» Your goal
Rewrite the lines from the one containing "snow surface --all-instances" through the one containing "Provide the mask of every instance of the snow surface.", replacing "snow surface" with "snowpack surface" and leaving everything else unchanged. Give only those lines.

» Data provided
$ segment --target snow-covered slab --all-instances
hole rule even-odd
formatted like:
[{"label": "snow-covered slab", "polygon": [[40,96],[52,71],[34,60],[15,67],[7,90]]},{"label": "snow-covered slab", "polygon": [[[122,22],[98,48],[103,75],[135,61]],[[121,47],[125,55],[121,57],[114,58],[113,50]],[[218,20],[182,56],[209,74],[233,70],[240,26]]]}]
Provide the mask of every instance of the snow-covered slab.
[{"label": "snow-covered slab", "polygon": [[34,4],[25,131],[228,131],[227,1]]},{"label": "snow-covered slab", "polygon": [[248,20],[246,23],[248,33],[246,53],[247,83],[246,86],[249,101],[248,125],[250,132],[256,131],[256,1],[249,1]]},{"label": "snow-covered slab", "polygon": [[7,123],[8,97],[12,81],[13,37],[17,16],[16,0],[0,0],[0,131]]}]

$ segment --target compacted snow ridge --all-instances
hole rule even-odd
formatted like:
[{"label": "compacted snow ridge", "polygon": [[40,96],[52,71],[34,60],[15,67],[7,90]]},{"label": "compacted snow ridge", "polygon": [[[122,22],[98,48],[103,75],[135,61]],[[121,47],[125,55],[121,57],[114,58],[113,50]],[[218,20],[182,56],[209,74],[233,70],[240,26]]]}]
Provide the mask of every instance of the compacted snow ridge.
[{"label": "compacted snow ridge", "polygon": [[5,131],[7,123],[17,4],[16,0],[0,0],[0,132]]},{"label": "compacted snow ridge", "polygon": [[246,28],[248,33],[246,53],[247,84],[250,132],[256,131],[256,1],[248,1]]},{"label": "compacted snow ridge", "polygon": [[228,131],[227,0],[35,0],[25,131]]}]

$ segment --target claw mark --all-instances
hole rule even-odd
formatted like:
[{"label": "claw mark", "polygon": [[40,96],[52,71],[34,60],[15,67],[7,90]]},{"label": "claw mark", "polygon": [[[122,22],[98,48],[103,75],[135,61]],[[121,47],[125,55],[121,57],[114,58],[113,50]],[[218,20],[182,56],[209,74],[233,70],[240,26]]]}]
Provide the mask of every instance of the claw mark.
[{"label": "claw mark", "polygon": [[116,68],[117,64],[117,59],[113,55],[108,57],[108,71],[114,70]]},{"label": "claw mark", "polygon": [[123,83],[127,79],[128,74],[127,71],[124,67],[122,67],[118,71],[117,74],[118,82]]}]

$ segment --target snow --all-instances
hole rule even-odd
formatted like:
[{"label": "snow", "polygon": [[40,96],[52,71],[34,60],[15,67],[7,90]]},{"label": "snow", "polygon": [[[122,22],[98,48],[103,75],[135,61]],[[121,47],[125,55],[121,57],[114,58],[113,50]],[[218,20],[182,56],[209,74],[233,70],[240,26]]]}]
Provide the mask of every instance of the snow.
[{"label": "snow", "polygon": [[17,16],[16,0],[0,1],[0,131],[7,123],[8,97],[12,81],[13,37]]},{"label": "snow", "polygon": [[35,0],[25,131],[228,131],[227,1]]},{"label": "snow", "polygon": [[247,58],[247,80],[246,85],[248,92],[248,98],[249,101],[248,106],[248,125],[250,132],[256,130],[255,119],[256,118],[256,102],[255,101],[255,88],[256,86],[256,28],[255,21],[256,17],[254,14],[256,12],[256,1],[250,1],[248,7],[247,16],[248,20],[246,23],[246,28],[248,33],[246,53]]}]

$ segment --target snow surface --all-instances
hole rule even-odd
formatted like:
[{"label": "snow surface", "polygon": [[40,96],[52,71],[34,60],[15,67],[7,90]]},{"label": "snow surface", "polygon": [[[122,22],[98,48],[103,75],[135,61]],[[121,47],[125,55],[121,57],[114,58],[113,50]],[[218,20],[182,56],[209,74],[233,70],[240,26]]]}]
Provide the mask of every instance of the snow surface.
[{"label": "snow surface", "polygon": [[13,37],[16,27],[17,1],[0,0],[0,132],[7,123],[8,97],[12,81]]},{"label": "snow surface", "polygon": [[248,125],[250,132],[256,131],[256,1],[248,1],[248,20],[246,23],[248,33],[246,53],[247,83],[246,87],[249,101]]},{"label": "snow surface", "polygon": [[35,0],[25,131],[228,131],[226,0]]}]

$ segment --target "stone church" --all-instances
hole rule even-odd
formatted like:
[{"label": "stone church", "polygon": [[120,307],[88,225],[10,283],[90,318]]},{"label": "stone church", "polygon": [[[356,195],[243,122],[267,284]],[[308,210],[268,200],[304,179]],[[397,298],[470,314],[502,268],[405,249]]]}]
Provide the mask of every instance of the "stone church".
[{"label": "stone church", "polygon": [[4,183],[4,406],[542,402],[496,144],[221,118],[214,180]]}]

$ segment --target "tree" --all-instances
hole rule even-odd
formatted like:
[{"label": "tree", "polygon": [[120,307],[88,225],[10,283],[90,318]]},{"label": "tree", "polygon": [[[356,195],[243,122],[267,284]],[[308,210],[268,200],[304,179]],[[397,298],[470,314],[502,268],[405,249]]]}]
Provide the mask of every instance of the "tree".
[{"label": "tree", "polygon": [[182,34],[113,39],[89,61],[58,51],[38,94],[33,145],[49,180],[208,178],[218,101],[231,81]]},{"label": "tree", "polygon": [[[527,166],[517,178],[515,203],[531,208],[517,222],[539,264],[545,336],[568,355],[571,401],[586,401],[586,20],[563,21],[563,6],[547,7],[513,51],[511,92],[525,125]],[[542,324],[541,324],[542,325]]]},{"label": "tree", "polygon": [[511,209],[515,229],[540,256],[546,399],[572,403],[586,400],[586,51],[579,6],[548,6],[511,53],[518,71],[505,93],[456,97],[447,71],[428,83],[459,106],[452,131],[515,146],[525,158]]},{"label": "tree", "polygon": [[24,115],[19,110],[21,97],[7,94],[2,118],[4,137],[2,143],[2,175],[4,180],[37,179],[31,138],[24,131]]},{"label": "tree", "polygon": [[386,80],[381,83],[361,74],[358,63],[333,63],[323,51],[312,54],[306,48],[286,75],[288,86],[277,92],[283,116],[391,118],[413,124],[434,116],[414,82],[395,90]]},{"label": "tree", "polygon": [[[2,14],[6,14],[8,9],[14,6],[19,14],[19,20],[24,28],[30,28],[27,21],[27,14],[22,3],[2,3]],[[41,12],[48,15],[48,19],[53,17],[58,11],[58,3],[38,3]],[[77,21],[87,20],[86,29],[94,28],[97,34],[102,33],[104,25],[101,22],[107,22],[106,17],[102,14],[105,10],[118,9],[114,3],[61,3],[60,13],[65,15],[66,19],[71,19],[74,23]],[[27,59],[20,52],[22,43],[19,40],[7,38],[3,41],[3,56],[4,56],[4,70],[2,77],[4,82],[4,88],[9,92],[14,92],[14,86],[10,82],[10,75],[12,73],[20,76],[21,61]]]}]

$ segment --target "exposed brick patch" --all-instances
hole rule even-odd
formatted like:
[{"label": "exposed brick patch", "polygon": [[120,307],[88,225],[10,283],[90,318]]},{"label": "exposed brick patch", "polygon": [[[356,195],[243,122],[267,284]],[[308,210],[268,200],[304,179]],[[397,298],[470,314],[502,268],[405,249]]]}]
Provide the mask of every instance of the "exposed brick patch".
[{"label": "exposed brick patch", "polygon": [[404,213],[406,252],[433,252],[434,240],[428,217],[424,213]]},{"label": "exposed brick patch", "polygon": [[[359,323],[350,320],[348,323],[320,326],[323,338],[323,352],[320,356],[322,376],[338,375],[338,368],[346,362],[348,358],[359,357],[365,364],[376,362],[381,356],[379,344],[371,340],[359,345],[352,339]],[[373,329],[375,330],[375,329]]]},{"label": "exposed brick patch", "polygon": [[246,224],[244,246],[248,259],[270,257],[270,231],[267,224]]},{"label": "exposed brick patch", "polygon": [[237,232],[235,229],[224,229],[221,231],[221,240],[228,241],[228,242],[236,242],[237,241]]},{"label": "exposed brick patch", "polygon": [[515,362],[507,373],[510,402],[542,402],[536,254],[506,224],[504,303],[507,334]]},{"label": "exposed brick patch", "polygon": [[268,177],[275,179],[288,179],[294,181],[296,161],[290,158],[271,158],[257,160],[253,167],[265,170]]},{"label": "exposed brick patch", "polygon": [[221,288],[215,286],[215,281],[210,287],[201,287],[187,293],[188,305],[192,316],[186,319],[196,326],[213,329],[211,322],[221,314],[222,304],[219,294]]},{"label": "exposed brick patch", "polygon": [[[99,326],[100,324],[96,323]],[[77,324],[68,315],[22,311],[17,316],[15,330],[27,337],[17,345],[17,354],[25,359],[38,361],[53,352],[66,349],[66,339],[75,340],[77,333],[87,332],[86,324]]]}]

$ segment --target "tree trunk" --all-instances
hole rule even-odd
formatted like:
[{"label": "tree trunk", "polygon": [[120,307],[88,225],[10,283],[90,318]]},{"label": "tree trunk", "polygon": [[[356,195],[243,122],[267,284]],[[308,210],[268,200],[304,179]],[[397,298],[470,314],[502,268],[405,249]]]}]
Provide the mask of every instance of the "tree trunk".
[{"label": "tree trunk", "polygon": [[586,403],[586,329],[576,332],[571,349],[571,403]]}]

» Complete output
$ segment --target snowpack surface --all-instances
hole rule even-odd
formatted like:
[{"label": "snowpack surface", "polygon": [[40,96],[52,71],[34,60],[15,67],[7,90]]},{"label": "snowpack surface", "polygon": [[[122,22],[98,48],[103,75],[135,61]],[[121,47],[125,55],[121,57],[114,58],[113,50]],[[218,20],[182,56],[209,74],[233,70],[240,26]]]}]
Provide the mask of every instance of the snowpack surface.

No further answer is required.